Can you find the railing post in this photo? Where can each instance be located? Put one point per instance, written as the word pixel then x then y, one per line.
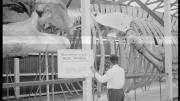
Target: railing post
pixel 16 76
pixel 168 49
pixel 86 44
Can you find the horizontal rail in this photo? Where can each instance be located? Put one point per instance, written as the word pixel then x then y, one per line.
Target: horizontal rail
pixel 44 82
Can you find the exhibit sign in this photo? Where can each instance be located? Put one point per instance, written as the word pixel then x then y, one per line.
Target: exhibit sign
pixel 74 63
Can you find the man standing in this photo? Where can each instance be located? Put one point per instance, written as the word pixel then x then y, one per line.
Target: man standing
pixel 115 78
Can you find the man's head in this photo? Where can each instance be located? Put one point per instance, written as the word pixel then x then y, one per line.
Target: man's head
pixel 113 59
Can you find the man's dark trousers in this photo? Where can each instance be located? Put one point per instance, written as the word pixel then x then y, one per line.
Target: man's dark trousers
pixel 116 95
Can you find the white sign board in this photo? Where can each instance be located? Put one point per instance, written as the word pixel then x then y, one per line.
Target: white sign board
pixel 74 63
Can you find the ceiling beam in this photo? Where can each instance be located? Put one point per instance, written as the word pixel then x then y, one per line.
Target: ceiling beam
pixel 130 2
pixel 69 2
pixel 153 2
pixel 156 17
pixel 157 6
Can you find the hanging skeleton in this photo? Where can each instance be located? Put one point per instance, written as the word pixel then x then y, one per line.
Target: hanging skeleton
pixel 32 35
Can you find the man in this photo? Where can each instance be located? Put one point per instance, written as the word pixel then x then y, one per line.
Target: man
pixel 115 78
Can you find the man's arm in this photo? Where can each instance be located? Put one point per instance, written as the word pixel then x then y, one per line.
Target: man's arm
pixel 103 78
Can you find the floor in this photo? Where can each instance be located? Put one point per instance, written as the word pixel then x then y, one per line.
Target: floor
pixel 152 94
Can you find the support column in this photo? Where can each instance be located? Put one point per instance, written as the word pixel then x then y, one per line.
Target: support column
pixel 16 76
pixel 47 76
pixel 168 50
pixel 86 44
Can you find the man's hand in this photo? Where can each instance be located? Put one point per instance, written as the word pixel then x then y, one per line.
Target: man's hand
pixel 93 69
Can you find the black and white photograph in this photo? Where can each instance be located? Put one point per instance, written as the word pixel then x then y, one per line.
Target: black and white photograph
pixel 90 50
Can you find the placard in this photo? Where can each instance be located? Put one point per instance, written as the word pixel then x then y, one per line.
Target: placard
pixel 74 63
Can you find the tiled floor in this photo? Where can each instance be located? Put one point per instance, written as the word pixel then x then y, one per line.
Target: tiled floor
pixel 153 94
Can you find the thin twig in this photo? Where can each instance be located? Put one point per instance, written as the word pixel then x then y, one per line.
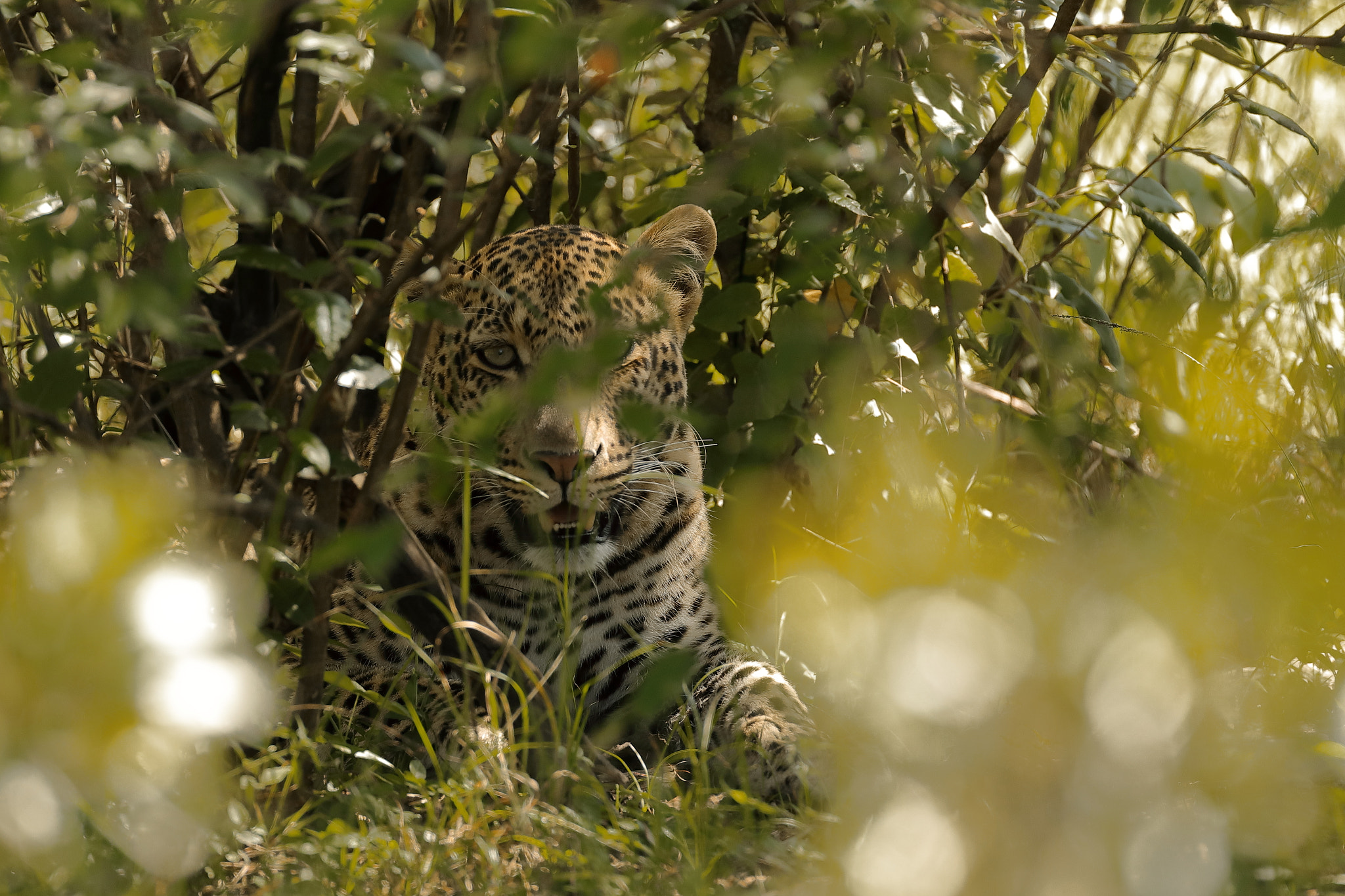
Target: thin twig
pixel 1179 26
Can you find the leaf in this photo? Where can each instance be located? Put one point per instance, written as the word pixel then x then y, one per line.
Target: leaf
pixel 1331 217
pixel 1219 161
pixel 1219 51
pixel 1225 34
pixel 1146 191
pixel 346 620
pixel 363 372
pixel 1278 117
pixel 313 450
pixel 55 381
pixel 989 223
pixel 841 194
pixel 263 257
pixel 1165 234
pixel 326 313
pixel 1114 73
pixel 1064 223
pixel 724 310
pixel 185 368
pixel 249 416
pixel 374 547
pixel 1224 54
pixel 1074 295
pixel 1334 54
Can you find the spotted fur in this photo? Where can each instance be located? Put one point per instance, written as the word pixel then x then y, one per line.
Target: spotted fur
pixel 634 585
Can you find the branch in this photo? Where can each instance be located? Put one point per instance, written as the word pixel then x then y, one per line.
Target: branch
pixel 1023 93
pixel 697 19
pixel 395 422
pixel 1178 26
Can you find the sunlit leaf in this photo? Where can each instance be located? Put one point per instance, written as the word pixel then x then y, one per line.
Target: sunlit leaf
pixel 1082 300
pixel 1278 117
pixel 1169 238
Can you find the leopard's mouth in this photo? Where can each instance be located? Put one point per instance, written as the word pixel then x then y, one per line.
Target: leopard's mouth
pixel 571 526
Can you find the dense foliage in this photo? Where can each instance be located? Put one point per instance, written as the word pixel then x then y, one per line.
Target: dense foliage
pixel 1019 370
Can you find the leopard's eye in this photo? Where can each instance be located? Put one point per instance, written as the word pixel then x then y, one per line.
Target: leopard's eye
pixel 499 356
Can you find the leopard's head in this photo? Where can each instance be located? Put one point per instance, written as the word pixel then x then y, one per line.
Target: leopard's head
pixel 564 330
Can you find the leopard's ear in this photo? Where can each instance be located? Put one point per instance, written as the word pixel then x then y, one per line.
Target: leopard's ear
pixel 681 245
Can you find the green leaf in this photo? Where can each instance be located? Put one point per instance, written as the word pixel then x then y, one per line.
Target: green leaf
pixel 1219 161
pixel 1074 295
pixel 1334 54
pixel 185 368
pixel 263 257
pixel 249 416
pixel 1331 217
pixel 989 223
pixel 1224 54
pixel 1278 117
pixel 313 449
pixel 346 620
pixel 1225 34
pixel 724 310
pixel 1066 223
pixel 326 313
pixel 841 194
pixel 363 372
pixel 366 272
pixel 1146 191
pixel 1165 234
pixel 1219 51
pixel 55 382
pixel 374 547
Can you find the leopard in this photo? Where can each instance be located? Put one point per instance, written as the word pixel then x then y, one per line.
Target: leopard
pixel 585 538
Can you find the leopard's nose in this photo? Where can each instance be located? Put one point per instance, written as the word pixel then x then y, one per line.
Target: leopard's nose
pixel 563 465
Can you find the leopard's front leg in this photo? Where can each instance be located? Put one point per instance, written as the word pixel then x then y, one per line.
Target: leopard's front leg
pixel 757 719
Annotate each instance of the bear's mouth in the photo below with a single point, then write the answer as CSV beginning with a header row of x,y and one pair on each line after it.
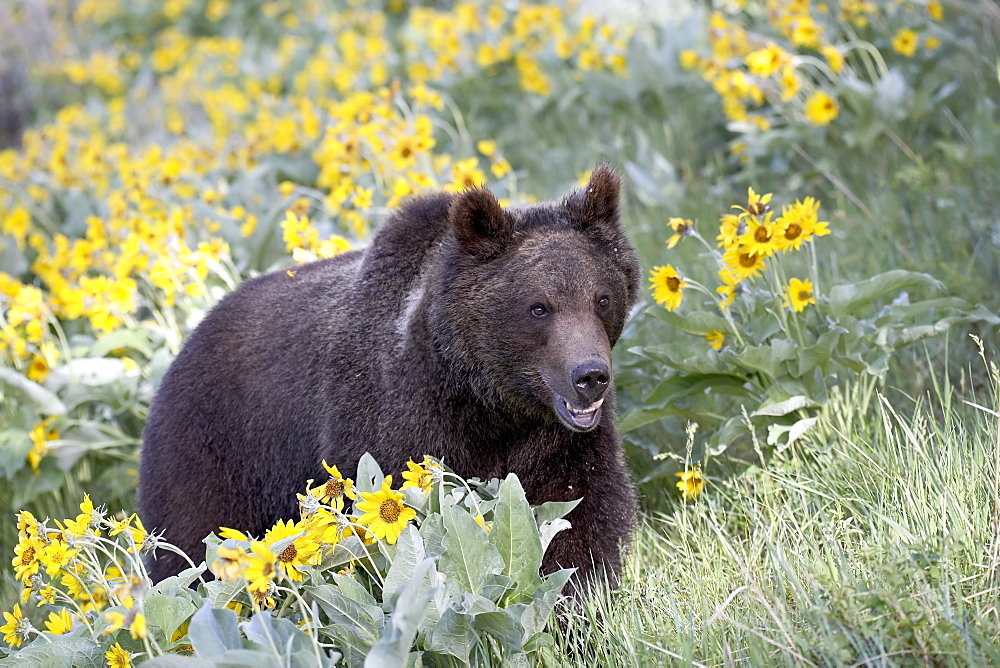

Task details: Every entry must be reproduced exactly, with the images left out.

Task output:
Can you find the railing post in this photo? Where can each instance be located? Put one point per instance, written as the word pixel then x then y, one per line.
Target: railing post
pixel 16 76
pixel 168 49
pixel 86 44
Can you find the horizontal rail in this photo? Where can each instance be located? Put one point per instance, written as the word pixel then x then y, one per line.
Target: horizontal rail
pixel 44 82
Can you find the exhibit sign in this photo? Where can each instance be located? Put one point per instance, written as the word pixel then x then y, one per line.
Target: exhibit sign
pixel 74 63
Can you find the man standing in this photo? Where can each instance be located? Put one point per instance, written as the word pixel then x then y, one per line.
Target: man standing
pixel 115 78
Can you find the man's head in this photo? Where can each instance be located? Put one point per instance, written as the word pixel then x then y, one per line.
Target: man's head
pixel 113 59
Can you find the man's dark trousers in this photo? Where can each instance be located? Put one point per instance, written as the word pixel then x then y, one per line.
Target: man's dark trousers
pixel 116 95
Can you find the white sign board in this photo? Where can each instance be located? Put one point per instance, written as the word pixel then x then y, one per line.
Target: white sign board
pixel 74 63
Can you find the ceiling beam in this photo? Where can each instance be located? Put one point per instance, written as the word pixel then x then y, one per line.
Target: ceiling beam
pixel 130 2
pixel 69 2
pixel 153 2
pixel 156 17
pixel 157 6
Can you find the hanging skeleton in this photo? Where can each instance be located? Put one point per instance, written as the word pixel then x then y, one per line.
Target: hanging skeleton
pixel 32 35
Can you find the man in this photo? Where can each instance be located? Put one point per instance, written as the word pixel then x then y, one per line.
Target: man
pixel 115 78
Can you find the man's arm in this photo? Where can each instance be located? Put one point per instance, written as the word pixel then x then y, one per line.
Target: man's arm
pixel 103 78
Can you find the floor in this photo? Where can each instance be located? Put one point per instance, written as the word pixel then x then y, one per line.
Target: floor
pixel 152 94
Can you find the support column in this photo? Where can each instance be located? Put one point per instance, written as the word pixel then x then y, one per line.
Target: support column
pixel 16 76
pixel 47 76
pixel 168 50
pixel 86 44
Can you find the man's hand in this photo? Where can each instance be located? Put one point per instance, written as the word pixel then x then y, one per line.
Target: man's hand
pixel 93 69
Can you find the black and white photograph in this photo? Where can each instance be located? Put one point per instance, written as the word pixel then x then y, one per line.
Target: black and white photograph
pixel 90 50
Can you find the placard in this photo? Where can each instance be located? Put one point per instance, written as the word pixel then x then y, one per line.
Target: placard
pixel 74 63
Can you find the tiled floor in this photo? Where can each instance be located? Put one point per instance, written as the word pixel then x then y, one per line.
Target: tiled floor
pixel 153 94
Can you find the thin twig in this photo? Where can each instance be located? Put one point per instance, written as the word pixel then x then y, one per line.
Target: thin twig
pixel 1179 26
Can you find the leaf in this photo? Where can each instance be located? Put one point per instance, written as the word pixel then x then y, one per line.
Target: leaf
pixel 1331 217
pixel 1219 161
pixel 1219 51
pixel 1225 34
pixel 1146 191
pixel 346 620
pixel 363 372
pixel 1278 117
pixel 313 450
pixel 55 381
pixel 989 223
pixel 841 194
pixel 263 257
pixel 1165 234
pixel 326 313
pixel 1114 73
pixel 1064 223
pixel 724 310
pixel 185 368
pixel 249 416
pixel 374 547
pixel 1224 54
pixel 1074 295
pixel 1334 54
Can you find the spotted fur in this photo? Where can each instance be located? Put one point per instance, written as the word pixel then x then y, one per line.
Target: spotted fur
pixel 634 585
Can you find the branch in this photo? Where can each instance be located? Put one point per instance, written as the word pixel then x then y, one per line.
Target: branch
pixel 1023 93
pixel 697 19
pixel 395 422
pixel 1178 26
Can you find the sunlit leaf in this photo? Where can each instance be located? Put one point per instance, written as the word pixel then x then y, one per line.
Target: sunlit leaf
pixel 1082 300
pixel 1278 117
pixel 1169 238
Can you find the leopard's mouth in this photo? Where can each instance be located? Put one point per instance, written as the word pixel then x then y, one per line.
Target: leopard's mouth
pixel 571 526
Can you find the dense foliage in this photo? Where can each instance be located? Put one point per instance, written as the word pixel then x then y, one per line.
Target: dense foliage
pixel 1019 370
Can you find the leopard's eye in this photo? Where can each instance be located? Put one point per instance, written as the word pixel then x then y, one per line.
Target: leopard's eye
pixel 499 356
Can you find the leopard's head in this photo? Where can each instance be located? Put one point per instance, written as the word pixel then x then y, one per line.
Target: leopard's head
pixel 564 330
Can you find the leopard's ear in this photo? Where can each instance be located? Put one point per instance, written as the word pixel then x then y, one per line.
Target: leopard's ear
pixel 681 245
Can you find the green leaf in this photo? Where can each instance be located? Put one point per instance, written as the word pixel then x then y, one per line.
Target: green leaf
pixel 1219 161
pixel 1074 295
pixel 1334 54
pixel 185 368
pixel 263 257
pixel 249 416
pixel 1331 217
pixel 989 223
pixel 1224 54
pixel 1278 117
pixel 313 449
pixel 346 620
pixel 1225 34
pixel 724 310
pixel 1066 223
pixel 326 313
pixel 841 194
pixel 363 372
pixel 366 272
pixel 1146 191
pixel 1165 234
pixel 1219 51
pixel 55 382
pixel 374 547
Can you find the leopard in this photo? Where can each instance be located? Put one point per instance, written as the word pixel then x then y, one per line.
Target: leopard
pixel 585 538
Can you find the leopard's nose in this photo? Where can each instance be located? Put one point per instance, written as the word pixel then x then y, one per line.
Target: leopard's nose
pixel 563 465
Can you find the leopard's front leg in this photo? Where can each instance be located? Put one point per instance, written as the word pixel then x then y, one per line.
Target: leopard's front leg
pixel 757 719
Annotate each instance of the bear's mouth in the photo below with a single point, then write the answer as CSV beginning with a header row of x,y and one pair on each line after it.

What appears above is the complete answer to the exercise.